Instructions for the task: Look through the entries below and report how many lines hold the string "woman". Only the number is wanted.

━━━━━━━━

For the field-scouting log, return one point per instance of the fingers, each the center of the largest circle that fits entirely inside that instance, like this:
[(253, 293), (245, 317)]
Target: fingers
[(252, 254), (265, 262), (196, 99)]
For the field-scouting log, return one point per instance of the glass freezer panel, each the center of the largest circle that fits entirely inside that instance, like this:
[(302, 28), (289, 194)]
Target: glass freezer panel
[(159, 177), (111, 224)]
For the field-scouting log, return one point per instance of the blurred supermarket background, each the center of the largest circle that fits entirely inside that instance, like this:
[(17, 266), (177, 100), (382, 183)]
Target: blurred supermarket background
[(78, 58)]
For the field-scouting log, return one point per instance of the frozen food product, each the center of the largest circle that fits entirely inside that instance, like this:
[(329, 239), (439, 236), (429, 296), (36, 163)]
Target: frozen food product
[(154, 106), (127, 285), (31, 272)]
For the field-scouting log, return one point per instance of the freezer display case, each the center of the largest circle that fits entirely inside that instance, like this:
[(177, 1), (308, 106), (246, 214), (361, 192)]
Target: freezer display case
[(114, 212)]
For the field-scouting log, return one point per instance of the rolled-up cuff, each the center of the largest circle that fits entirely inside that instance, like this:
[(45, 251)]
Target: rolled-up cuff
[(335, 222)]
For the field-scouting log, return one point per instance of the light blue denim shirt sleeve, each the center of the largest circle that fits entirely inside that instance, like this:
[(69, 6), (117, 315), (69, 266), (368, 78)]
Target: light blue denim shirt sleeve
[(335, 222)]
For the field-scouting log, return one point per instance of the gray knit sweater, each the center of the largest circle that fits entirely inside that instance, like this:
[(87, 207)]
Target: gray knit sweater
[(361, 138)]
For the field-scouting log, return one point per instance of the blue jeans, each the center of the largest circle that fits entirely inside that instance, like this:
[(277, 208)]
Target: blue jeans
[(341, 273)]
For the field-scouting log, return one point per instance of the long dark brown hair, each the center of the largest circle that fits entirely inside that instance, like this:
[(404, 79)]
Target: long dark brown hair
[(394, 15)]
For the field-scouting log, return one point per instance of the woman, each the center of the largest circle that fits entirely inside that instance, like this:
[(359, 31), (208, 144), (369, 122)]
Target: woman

━━━━━━━━

Response box: 2